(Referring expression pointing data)
------------------------------------

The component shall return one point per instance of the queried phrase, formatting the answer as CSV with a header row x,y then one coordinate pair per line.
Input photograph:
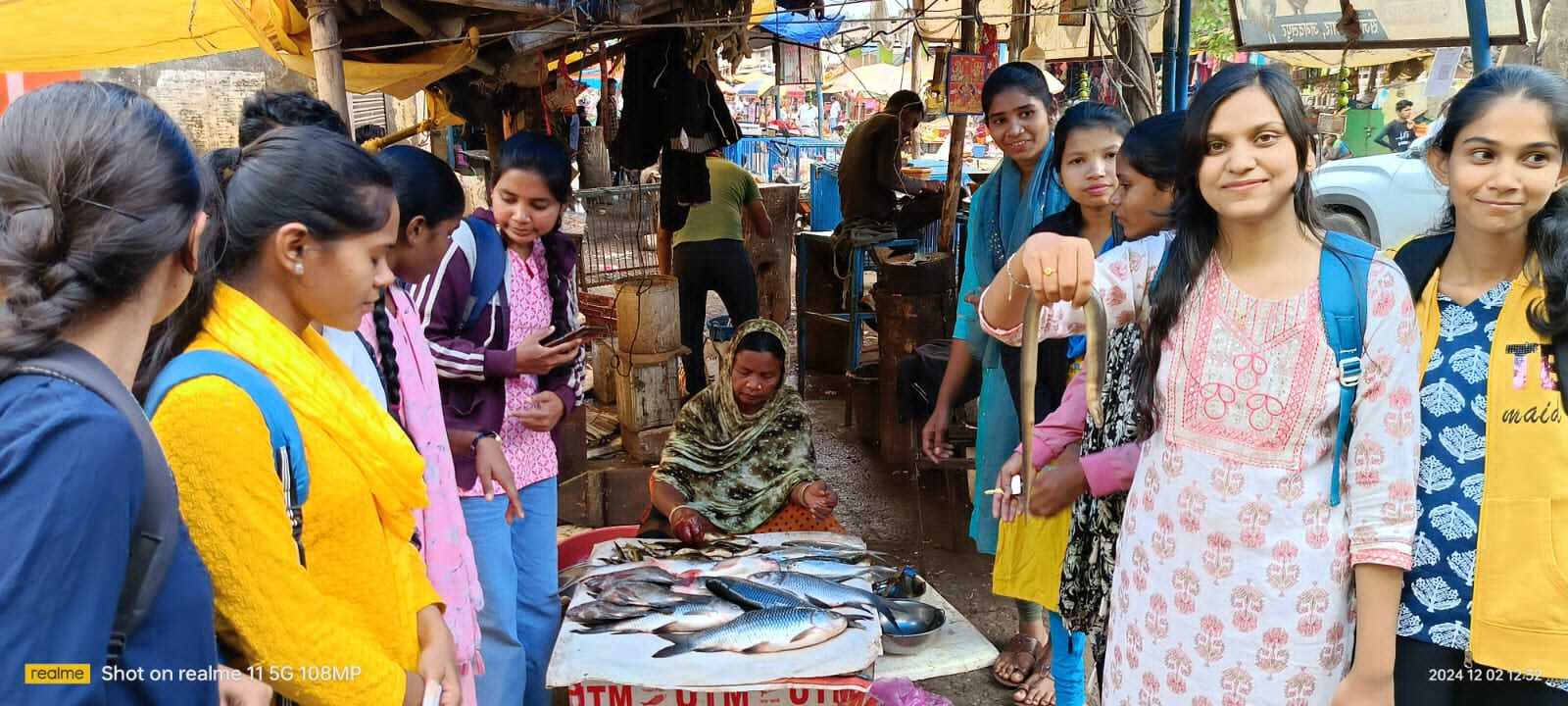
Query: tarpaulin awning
x,y
1324,59
757,86
74,35
1062,36
874,78
800,28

------------------------------------

**EXERCISE DETAILS:** Could you retype every record exactly, leaving the pictures out?

**ANSWER TO THIS EXERCISE:**
The component shall return one point per instance of the queried phrase, formatting the answer as CSV with a header row x,y then one coordinate pair per line.
Input photograph:
Query: tarpaulin awning
x,y
1324,59
757,86
74,35
1062,36
874,78
800,28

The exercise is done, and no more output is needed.